> **Written task**
Print all of the rows below word for word, without including any of the pictures.

□ □ □

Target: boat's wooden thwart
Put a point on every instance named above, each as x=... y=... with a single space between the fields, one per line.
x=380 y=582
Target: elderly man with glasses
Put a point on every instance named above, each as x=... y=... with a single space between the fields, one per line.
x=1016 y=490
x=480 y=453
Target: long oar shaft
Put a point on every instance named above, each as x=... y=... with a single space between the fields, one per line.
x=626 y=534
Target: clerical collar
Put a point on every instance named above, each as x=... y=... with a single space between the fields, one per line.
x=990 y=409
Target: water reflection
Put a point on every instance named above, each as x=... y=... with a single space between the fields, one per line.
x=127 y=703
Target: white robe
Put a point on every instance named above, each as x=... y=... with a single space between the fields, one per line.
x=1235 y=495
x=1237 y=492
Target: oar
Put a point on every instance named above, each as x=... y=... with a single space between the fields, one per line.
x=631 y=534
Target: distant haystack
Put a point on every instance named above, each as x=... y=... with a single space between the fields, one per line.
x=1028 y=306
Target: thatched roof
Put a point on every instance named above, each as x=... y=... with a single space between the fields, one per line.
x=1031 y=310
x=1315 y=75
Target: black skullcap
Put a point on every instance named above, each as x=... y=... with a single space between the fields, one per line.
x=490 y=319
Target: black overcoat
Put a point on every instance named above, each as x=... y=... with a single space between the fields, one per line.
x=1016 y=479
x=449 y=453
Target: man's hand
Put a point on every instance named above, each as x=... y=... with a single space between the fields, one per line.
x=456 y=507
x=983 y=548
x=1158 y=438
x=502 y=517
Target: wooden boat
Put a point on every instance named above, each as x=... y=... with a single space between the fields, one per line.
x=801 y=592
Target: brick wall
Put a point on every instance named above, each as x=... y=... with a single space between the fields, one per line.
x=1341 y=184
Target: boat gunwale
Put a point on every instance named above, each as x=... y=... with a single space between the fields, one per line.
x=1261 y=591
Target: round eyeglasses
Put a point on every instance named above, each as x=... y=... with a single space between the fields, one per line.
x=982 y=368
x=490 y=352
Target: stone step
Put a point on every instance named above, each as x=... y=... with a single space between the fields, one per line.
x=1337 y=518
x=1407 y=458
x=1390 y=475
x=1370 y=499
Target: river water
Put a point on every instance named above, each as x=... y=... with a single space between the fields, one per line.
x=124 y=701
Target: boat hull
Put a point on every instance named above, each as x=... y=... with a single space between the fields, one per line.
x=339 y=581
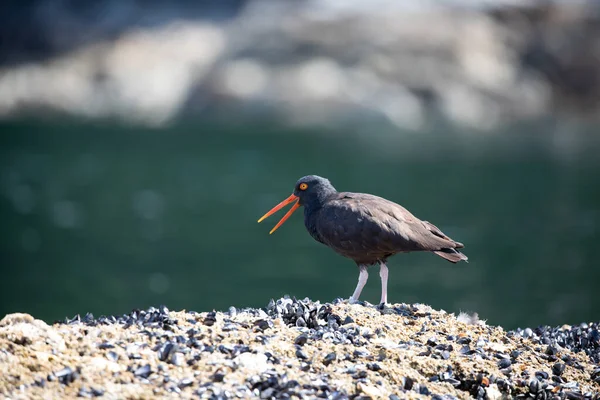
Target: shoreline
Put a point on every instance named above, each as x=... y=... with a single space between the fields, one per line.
x=295 y=349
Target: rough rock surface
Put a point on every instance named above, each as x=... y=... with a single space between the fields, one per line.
x=295 y=348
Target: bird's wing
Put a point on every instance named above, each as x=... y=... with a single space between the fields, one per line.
x=357 y=223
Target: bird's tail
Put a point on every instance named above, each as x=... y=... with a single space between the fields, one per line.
x=452 y=255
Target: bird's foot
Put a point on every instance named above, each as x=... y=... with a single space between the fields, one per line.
x=352 y=300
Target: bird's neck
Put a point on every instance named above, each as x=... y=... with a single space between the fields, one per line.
x=316 y=202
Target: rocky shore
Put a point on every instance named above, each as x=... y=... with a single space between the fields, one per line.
x=475 y=64
x=295 y=349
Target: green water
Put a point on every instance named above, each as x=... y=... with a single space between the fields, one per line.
x=106 y=218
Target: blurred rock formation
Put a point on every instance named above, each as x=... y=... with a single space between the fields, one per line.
x=305 y=62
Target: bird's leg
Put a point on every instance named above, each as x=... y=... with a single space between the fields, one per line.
x=383 y=272
x=362 y=280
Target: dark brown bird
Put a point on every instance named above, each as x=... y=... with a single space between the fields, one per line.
x=365 y=228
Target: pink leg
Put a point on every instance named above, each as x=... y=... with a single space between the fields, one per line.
x=362 y=280
x=383 y=273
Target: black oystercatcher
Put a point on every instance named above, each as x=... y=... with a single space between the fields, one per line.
x=365 y=228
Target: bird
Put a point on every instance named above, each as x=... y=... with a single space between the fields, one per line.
x=365 y=228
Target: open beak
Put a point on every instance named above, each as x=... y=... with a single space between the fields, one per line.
x=278 y=207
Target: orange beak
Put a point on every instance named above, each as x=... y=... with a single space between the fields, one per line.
x=278 y=207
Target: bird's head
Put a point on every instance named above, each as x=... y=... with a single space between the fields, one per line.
x=309 y=190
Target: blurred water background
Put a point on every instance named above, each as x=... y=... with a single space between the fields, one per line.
x=140 y=143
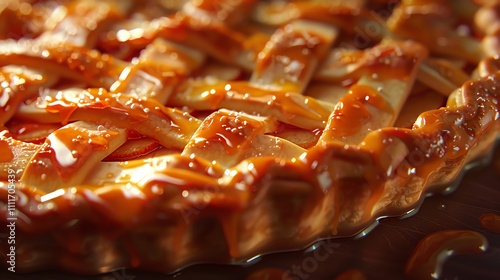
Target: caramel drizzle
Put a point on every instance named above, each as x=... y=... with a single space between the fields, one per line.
x=244 y=183
x=170 y=127
x=430 y=254
x=17 y=87
x=288 y=107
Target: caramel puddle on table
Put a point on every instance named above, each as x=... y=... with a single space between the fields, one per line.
x=491 y=222
x=426 y=261
x=351 y=274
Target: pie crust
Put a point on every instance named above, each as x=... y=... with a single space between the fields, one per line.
x=159 y=134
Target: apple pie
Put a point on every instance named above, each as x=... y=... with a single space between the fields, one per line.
x=158 y=134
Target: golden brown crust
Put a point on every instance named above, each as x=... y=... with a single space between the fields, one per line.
x=224 y=169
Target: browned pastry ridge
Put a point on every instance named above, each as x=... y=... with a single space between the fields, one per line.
x=156 y=146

□ □ □

> **Task answer**
Target: boat's wooden thwart
Put a point on every instance named above, each as x=... y=... with a single space between the fields, one per line.
x=380 y=582
Target: elderly man with glasses
Put a point on every instance named above, each as x=... y=... with a single space between the fields, one per line.
x=1016 y=490
x=480 y=453
Target: long oar shaft
Put a point on every instance named above, each as x=... y=... with a single space between the fields, one per line.
x=626 y=534
Target: clerical collar
Put a point on every instance named above, each as x=... y=... with a single space between the fields, one per line.
x=990 y=409
Target: water reflection
Put a point on every instance named above, each as x=... y=... with a single space between the fields, one per line.
x=127 y=703
Target: white robe
Put a point on every instance named above, each as x=... y=... with a single space between the fields, one per line.
x=1235 y=495
x=1237 y=492
Target: oar
Put a point on every instance named above, each as x=... y=... with a single space between the fields, one per line.
x=631 y=534
Target: distant haystack
Put a point on every instance named above, each as x=... y=... with a single space between the fields, one per line.
x=1028 y=306
Target: thatched roof
Put a point on every instance named above, each as x=... y=... with a single space between the fields, one per line.
x=1031 y=310
x=1315 y=75
Target: black skullcap
Put a point on every instance named above, each as x=... y=... with a single space between the fields, one per line.
x=490 y=319
Target: black overcoat
Put a point on every instance named above, each as x=... y=... with a single space between the fields, one per line.
x=1016 y=479
x=449 y=453
Target: man's hand
Put a point on every instance named above, each as x=... y=... with a single space between the fields, one per line.
x=456 y=507
x=983 y=548
x=1158 y=438
x=502 y=517
Target: wooden boat
Put a point on every instance named above, each as x=... y=... with a single space between the fields, one per line.
x=801 y=592
Target: brick wall
Put a point on every instance named above, each as x=... y=... with a single space between the fields, one per line.
x=1341 y=184
Target: boat gunwale
Put a point on every instance named above, each as x=... y=... with a single space between the fields, one per line.
x=1261 y=591
Target: round eyeglasses
Put a point on every instance named above, each as x=... y=... with a single space between the fields, one per line.
x=982 y=368
x=490 y=352
Target: stone step
Put a point on every instance named above, each as x=... y=... with a single space between the fields, one per line.
x=1337 y=518
x=1407 y=458
x=1390 y=475
x=1370 y=499
Target: river water
Put a point on every instance named above, each as x=... y=... with a single space between the fields, one per line.
x=124 y=701
Target: boat hull
Put a point on every instance named above, each as x=... y=... with a single space between the fields, one per line.
x=339 y=581
Target: shoreline
Put a point on every instance named above, each as x=... y=... with a single space between the fields, one per line.
x=295 y=349
Target: rough rock surface
Put a point on every instance named above, each as x=... y=... with a single space between the fields, one per line.
x=295 y=348
Target: bird's wing
Put a point on every instance named above, each as x=... y=... with a single space between the fields, one per line.
x=357 y=223
Target: bird's tail
Put a point on every instance named above, each as x=... y=... with a single space between the fields, one per line.
x=452 y=255
Target: bird's foot
Put a point on every instance named above, each as x=... y=... with a single space between the fields, one per line.
x=352 y=300
Target: bird's neck
Put a point on every instance named above, each as x=... y=... with a single space between the fields, one per line.
x=316 y=202
Target: rocky shore
Put a point on every instance named above, each as x=... y=... with a single space between the fields, one per line.
x=475 y=64
x=295 y=349
Target: green water
Put a point on every instance named above, each as x=... y=... with a single space between the fields, one per line.
x=106 y=218
Target: blurred rock formation
Put a point on every instance named above, each as x=... y=... with a single space between the fields, one per line.
x=305 y=62
Target: bird's leg
Put a point on every instance named above, each as x=... y=... with a single space between the fields, one per line.
x=383 y=272
x=362 y=280
Target: dark brown bird
Put a point on every instance named above, each as x=... y=... with a single space between the fields, one per line.
x=365 y=228
Target: pink leg
Put a point on every instance named above, each as x=... y=... with a single space between the fields, one per line.
x=362 y=280
x=383 y=273
Target: black oystercatcher
Put a point on every instance named above, each as x=... y=... with a single space between the fields, one per line.
x=365 y=228
Target: bird
Put a point on every instance named above, each as x=... y=... with a single space between the fields, one per line.
x=365 y=228
Target: open beak
Put a point on every instance named above, each as x=... y=... with a single space between the fields, one per line.
x=278 y=207
Target: orange beak
Put a point on every instance named above, each as x=... y=... with a single space between the fields, one per line.
x=278 y=207
Target: bird's head
Put a point on every instance named above, each as x=... y=... with a single space between the fields, one per line.
x=309 y=190
Target: blurred water background
Put a point on every instance named above, each as x=... y=... with a single space between the fields, one per line.
x=140 y=143
Target: caramel drizzle
Put a point on every instance named above, each as x=... y=... with a single space between the fields, one per line.
x=244 y=183
x=170 y=127
x=430 y=254
x=17 y=87
x=288 y=107
Target: caramel puddle on table
Put a point on every instance named above, each as x=... y=... with a single space between the fields, one per line.
x=491 y=222
x=426 y=261
x=351 y=274
Target: pie crust
Put a point on every instance named above, each as x=... y=... with a single space between the fields, one per line.
x=159 y=134
Target: apple pie
Put a point on every instance named above, each as x=... y=... with a single space between the fields, one per line.
x=158 y=134
Target: golden brown crust
Put a point on every instance named above, each as x=... y=... with a single space between the fields, one per line.
x=224 y=169
Target: browned pastry ridge
Put a point on every instance named above, each as x=... y=... with a single space between the fields, one per line.
x=156 y=146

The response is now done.